Referring expression pointing data

# # #

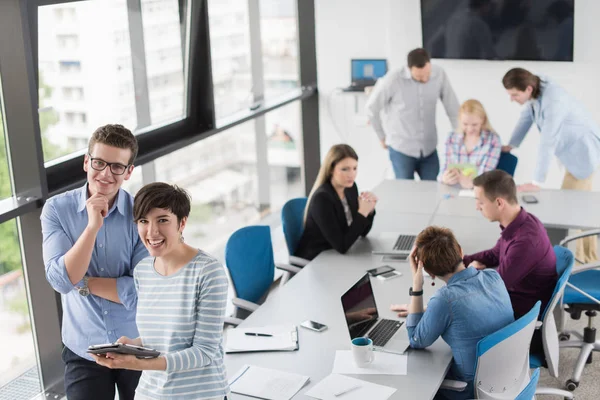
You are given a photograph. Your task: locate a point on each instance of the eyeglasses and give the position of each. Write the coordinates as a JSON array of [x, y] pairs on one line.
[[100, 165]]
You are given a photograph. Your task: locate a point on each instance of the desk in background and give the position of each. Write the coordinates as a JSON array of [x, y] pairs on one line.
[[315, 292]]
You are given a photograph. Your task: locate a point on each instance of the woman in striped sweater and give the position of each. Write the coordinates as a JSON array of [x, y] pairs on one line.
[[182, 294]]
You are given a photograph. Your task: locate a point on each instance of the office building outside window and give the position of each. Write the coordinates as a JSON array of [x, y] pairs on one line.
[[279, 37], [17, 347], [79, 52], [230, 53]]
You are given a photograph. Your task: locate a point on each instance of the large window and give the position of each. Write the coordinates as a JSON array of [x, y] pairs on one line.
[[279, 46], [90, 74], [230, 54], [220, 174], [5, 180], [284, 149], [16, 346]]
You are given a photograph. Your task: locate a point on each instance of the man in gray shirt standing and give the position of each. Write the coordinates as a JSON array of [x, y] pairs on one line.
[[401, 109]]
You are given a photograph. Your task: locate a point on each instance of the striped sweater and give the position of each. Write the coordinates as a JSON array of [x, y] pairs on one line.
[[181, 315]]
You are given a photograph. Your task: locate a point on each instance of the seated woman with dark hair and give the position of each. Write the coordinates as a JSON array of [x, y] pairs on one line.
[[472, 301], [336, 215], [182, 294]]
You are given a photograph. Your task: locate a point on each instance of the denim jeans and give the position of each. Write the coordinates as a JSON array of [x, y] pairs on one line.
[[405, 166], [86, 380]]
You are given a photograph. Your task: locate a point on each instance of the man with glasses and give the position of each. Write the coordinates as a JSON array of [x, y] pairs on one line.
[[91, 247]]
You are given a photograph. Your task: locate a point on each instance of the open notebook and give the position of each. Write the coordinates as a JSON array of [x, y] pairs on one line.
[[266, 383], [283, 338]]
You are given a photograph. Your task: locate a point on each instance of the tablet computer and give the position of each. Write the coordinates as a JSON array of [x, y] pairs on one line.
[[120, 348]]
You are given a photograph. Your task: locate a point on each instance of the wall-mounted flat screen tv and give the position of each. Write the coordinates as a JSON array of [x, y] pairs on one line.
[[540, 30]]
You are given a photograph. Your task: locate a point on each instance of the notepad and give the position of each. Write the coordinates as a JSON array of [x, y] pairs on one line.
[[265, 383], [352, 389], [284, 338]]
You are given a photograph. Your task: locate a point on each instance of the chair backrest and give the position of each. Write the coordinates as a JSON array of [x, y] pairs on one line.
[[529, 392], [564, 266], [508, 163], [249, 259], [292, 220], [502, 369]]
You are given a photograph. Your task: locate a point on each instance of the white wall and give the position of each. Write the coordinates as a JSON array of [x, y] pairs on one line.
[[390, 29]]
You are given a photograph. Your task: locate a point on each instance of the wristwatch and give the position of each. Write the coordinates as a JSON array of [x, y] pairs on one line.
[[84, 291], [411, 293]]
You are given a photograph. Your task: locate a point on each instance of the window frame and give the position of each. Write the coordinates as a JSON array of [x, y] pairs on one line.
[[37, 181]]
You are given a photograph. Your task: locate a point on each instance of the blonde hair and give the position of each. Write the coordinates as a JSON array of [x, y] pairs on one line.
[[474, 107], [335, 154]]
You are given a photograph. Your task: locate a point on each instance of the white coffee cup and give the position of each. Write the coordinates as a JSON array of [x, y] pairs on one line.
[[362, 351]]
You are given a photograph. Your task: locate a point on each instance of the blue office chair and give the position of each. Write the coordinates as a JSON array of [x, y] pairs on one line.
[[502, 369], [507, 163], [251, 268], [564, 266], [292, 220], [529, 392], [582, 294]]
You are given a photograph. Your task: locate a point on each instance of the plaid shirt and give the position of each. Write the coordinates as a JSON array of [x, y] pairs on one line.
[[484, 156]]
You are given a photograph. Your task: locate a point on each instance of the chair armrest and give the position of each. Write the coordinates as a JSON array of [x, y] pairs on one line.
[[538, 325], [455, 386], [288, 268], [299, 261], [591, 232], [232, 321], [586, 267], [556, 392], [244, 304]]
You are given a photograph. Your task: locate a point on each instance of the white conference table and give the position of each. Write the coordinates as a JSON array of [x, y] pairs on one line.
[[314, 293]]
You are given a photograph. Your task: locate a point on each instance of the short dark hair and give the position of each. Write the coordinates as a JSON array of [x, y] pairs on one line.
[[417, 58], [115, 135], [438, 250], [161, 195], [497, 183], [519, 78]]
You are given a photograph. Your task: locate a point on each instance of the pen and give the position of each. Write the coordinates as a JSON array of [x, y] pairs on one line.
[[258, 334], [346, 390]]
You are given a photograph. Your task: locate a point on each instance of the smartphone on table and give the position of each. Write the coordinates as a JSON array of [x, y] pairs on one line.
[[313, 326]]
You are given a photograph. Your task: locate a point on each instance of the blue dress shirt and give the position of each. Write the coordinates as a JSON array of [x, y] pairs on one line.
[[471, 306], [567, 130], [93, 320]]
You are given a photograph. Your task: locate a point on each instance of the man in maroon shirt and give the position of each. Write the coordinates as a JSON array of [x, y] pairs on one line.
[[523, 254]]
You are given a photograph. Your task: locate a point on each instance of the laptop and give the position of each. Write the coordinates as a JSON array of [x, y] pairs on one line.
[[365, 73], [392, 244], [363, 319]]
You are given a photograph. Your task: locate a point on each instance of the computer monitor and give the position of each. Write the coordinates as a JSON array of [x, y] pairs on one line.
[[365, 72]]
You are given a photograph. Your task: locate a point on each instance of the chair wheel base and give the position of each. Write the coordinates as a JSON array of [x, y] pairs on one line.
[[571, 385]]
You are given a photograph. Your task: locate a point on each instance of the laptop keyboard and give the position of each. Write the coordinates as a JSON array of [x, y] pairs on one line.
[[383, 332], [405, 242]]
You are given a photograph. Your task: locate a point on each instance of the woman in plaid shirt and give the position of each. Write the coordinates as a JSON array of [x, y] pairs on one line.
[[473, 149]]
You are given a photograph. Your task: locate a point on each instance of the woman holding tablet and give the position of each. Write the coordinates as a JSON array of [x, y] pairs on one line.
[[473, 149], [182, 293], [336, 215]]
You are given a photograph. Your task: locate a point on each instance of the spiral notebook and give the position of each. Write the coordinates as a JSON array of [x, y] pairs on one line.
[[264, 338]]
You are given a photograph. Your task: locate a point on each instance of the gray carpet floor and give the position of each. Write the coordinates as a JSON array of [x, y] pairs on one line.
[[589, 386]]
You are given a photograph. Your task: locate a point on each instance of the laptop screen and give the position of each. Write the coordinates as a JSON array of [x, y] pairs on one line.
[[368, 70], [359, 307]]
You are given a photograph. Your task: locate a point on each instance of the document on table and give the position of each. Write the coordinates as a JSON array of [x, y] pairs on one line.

# # #

» WHAT THE TASK REQUIRES: Look above for the line with "the laptop screen", then copy it and each later line exactly, stopping at the last line of the records.

» ANSWER BOX:
You are given a photograph. Your task: locate a point on each instance of the laptop screen and give the position of each. Write the coordinates as a JSON array of [x, y] pairs on one line.
[[368, 70], [359, 307]]
You are given a photograph. Your task: locate a point on each instance of the document on table and give the position of each. Write the coordinates as a JSON array of [x, y] pairs on one line.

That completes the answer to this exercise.